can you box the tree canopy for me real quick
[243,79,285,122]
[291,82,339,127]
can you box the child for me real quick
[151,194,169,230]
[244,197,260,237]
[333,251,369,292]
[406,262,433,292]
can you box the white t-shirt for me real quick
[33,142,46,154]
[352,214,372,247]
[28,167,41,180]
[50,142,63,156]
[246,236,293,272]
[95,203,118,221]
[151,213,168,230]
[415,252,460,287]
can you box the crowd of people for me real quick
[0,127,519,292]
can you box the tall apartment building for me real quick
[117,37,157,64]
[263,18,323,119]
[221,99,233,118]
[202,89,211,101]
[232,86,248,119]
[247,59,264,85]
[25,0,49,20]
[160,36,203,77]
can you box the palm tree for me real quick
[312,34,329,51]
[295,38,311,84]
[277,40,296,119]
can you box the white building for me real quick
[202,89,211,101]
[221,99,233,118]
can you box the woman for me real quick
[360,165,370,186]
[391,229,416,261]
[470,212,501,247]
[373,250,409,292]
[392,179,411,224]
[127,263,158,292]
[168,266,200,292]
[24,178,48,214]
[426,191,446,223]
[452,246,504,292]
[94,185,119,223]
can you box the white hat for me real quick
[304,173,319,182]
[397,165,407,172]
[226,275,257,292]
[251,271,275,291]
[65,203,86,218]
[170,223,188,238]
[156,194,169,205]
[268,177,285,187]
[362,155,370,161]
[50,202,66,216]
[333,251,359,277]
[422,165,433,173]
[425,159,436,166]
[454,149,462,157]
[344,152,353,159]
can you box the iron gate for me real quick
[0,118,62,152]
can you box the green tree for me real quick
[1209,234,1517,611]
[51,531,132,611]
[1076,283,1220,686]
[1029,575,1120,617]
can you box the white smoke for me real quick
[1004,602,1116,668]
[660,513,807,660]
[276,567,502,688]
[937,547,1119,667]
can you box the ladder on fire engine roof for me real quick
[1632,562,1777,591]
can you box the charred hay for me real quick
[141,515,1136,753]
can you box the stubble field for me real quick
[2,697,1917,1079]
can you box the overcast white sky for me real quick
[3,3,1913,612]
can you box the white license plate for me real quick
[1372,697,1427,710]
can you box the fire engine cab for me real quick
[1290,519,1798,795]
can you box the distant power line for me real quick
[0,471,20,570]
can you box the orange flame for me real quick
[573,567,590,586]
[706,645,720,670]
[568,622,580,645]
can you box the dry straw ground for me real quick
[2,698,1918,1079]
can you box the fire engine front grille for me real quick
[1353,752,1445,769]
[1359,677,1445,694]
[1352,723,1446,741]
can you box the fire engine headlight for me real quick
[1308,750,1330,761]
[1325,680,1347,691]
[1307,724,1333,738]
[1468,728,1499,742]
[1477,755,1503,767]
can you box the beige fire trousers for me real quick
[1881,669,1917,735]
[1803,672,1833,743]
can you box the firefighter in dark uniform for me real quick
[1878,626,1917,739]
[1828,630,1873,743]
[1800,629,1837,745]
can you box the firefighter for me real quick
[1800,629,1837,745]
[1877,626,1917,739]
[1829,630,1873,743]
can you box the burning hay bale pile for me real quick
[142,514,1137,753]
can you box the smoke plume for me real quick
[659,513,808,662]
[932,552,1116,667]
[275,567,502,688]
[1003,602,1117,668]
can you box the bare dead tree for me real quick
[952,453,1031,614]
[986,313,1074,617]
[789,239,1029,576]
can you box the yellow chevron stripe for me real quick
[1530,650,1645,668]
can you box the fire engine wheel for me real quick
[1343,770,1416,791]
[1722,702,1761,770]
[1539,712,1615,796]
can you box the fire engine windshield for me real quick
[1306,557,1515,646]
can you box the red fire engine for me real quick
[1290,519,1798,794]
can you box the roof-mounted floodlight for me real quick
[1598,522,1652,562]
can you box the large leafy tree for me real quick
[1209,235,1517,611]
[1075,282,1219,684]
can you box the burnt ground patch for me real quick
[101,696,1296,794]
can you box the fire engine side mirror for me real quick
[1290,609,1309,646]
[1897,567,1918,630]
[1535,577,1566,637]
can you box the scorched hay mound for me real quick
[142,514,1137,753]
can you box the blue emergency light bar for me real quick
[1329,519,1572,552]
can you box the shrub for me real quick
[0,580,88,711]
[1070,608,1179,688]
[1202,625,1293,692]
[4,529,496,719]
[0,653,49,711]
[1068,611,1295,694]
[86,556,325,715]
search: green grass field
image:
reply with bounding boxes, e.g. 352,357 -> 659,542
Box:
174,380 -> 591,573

□ □ □

▸ Your task
Starting at the line with "can you box the blue", copy every line up to and including the last one in the entries above.

▸ Task solution
can you box the blue emergency light bar for me real quick
[1329,519,1572,552]
can you box the shrub for me real quick
[0,580,88,711]
[1070,608,1179,688]
[1202,625,1293,692]
[4,529,496,719]
[0,653,49,711]
[1068,611,1295,694]
[86,556,325,715]
search: green grass field
image:
reply with bounding boxes, e.g. 352,357 -> 659,542
Box:
174,380 -> 591,573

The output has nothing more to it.